▸ DOCUMENT EXTRACT
--- --- ---

Thread: PostgreSQL, Asynchronous I/O, Buffered I/O and why did fsync-gate not affect Oracle or MySQL?

Hi all,


On 2019/10/09, I posted a question here concerning PostgreSQL I/O, the
(primarily) Linux fsync problem and my lecturer's attitude to
PostgreSQL (text of that email is at the bottom of this post).


I asked why the fsync issue didn't affect Oracle and/or MySQL for example?

As far as I can see, this was because Oracle uses Direct I/O whereas
PostgreSQL uses Buffered I/O. I know that the issue has been resolved
and no longer affects currently supported versions - but I'm still
curious...


From here: https://www.percona.com/blog/2019/02/22/postgresql-fsync-failure-fixed-minor-versions-released-feb-14-2019/

> Whereas, writing the modified/dirty buffers to datafiles from shared buffers is always through Buffered IO.


Now, I'm not quite sure that I completely comprehend matters: Is there
a difference between Asynchronous I/O and Buffered I/O?

If so, could some kind person point me to referernces that explain the
difference?


But, my foggy brain aside, I read (can't find URL - paraphrasing):
PostgreSQL is happy to let the kernel take the load off the server and
look after I/O - that's fine, but you'd better be able to trust your
kernel.


However, MySQL also uses Asynchronous I/O by default - or does it?

From here:
https://dev.mysql.com/doc/refman/8.0/en/optimizing-innodb-diskio.html#:~:text=InnoDB%20uses%20the%20asynchronous%20I,which%20is%20enabled%20by%20default,
we have:

> InnoDB uses the asynchronous I/O subsystem (native AIO) on Linux to perform read-ahead and write requests for data
filepages. This behavior is controlled by the innodb_use_native_aio configuration option, which is enabled by default. 


Now, I haven't (AFAIK) seen references to problems with this fsync
issue on MySQL. Maybe they're so used to losing data, nobody noticed?
:-)


Seriously though, it does beg the question - why did this cause a
major issue for PostgreSQL but not for MySQL?


Is it because of (a) difference(s) between Asynchronous I/O and
Buffered I/O asked about above?


A couple of pointers (excuse the pun!) about this issue would be
great. Some stuff which shows the difference between Direct I/O and
the others would also be helpful. I seem to remember there was mention
of this for PostgreSQL but that it would be a mulit-year project. Why
so if PostgreSQL can already use Direct I/O for the WAL logs?

Obviously, I can search and I have been - but I'd appreciate material
from people here who can sort the wheat from the chaff and point me to
solid references. If here is not a suitable forum, then kindly
redirect me.

TIA and rgs,


Pól Ua...



=============================

> 2019/10/09 Is my lecturer wrong about PostgreSQL? I think he is!

--- --- ---

▸ PROBLEM TO WORK ON
In the forum thread, which configuration option controls InnoDB's use of native asynchronous I/O on Linux?

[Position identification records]
--- --- ---

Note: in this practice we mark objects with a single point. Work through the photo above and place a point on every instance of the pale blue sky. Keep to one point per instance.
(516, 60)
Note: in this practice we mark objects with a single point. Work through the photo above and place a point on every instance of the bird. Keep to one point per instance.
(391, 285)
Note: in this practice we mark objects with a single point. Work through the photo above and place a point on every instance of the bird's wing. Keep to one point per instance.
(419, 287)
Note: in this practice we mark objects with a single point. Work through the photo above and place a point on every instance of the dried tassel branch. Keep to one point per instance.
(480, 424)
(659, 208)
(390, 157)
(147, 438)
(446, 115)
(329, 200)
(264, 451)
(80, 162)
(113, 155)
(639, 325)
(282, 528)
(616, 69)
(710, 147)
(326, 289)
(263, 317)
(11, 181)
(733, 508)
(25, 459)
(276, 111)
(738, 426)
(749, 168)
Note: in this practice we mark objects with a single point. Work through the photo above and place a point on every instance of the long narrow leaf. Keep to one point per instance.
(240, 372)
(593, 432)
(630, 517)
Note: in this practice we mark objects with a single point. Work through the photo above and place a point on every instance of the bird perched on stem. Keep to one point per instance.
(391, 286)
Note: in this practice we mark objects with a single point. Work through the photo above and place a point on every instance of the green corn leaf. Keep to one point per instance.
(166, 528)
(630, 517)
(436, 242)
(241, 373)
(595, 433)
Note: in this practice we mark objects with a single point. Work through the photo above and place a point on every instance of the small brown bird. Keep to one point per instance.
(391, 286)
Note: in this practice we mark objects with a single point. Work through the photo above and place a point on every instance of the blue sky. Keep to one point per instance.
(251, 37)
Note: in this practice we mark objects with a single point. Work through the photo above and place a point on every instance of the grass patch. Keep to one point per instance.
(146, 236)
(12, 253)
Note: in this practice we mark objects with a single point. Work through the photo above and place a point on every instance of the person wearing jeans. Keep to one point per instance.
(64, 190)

--- --- ---

▸ ANSWER TO THE EXERCISE
The innodb_use_native_aio option, which is enabled by default.